El blog de Ana Pérez Cañamares - poeta

jueves, marzo 15, 2012

Texto de presentación de Culpa de Pavlov, un poemario de Sofía Castañón



Cuando disecciono y destrozo a un animal vivo, oigo en mi interior el amargo reproche de que con una mano brutal y torpe estoy estropeando un mecanismo artístico incomparable.



Ivan Pavlov



Con esta cita se abre el poemario Culpa de Pavlov. Aún no he comenzado a leer los poemas de Sofía cuando ya me asalta la primera pregunta: ¿en qué lugar va a situarse ella: el del animal o el del científico? Pregunta ingenua por mi parte: Sofía Castañón nunca va a ponernos las cosas fáciles. Su poesía está demasiado anclada a la vida como para proponer soluciones simples.



Para responder, lo mejor sería dejarme de introducciones y leeros sus poemas; quizá tardaríamos menos y con toda seguridad disfrutaríamos más. Yo me quitaría esta culpa de entrar al poemario bisturí en mano para diseccionar un mecanismo artístico vivo, misterioso, único. Y comprobaríais, como yo, la eficacia de Sofía para inocularnos y contagiarnos con sus dudas, sus preguntas, sus desasosiegos. Puede que algún verso os siguiera hasta la cama y se colara en vuestros sueños. Así es Sofía: ofrece tanto como exige; su lectura es tan enriquecedora como implacable. No da lugar a la autocomplacencia ni al victimismo. Leerla siempre nos hace sentir que hemos dado un paso más en el camino de la extrañeza, del misterio de estar vivos. Que somos más sabios a fuerza, eso sí, de que el suelo se nos haya hecho abismo.



Mientras vamos leyendo este poemario y decidiendo si nos sentimos más cerca del animal diseccionado o del científico diseccionador, Sofía nos va dando un paseo por su intimidad. Nos coge de la mano y gracias a su desnudez, a su honestidad, sus poemas se despliegan como las habitaciones de una casa. Hay en este libro, y es una de las cosas que me hacen sentir muy cercana a él, toda una teoría de las casas. Casas que Sofía nos presenta en su condición de laboratorio. Porque como ignorantes que somos estamos siempre experimentando y analizando los resultados de las pruebas. Y a menudo no nos queda más remedio que reconocer cuán fallidos han resultado nuestros experimentos. Y probablemente, entonces, es tiempo de mudarse.

━━━━━━━━━━━━━━━━━━━━━━━━━━━━━━

Qué hacer =
1 > En la presentación de Culpa de Pavlov, ¿de quién es la cita con la que empieza el poemario?
2 > Transcribe de la presentación de Culpa de Pavlov todo lo que va desde "El blog de Ana" hasta llegar a "mecanismo artístico incomparable.".

Extracto de datos =
━━━━━━━━━━━━━━━━━━━━━━━━━━━━━━

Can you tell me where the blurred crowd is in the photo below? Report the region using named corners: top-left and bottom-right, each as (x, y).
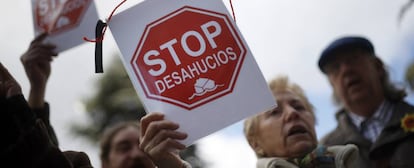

━━━━━━━━━━━━━━━━━━━━━━━━━━━━━━

Respuestas dadas =
1 > De Ivan Pavlov.

2 >
El blog de Ana Pérez Cañamares - poeta

jueves, marzo 15, 2012

Texto de presentación de Culpa de Pavlov, un poemario de Sofía Castañón



Cuando disecciono y destrozo a un animal vivo, oigo en mi interior el amargo reproche de que con una mano brutal y torpe estoy estropeando un mecanismo artístico incomparable.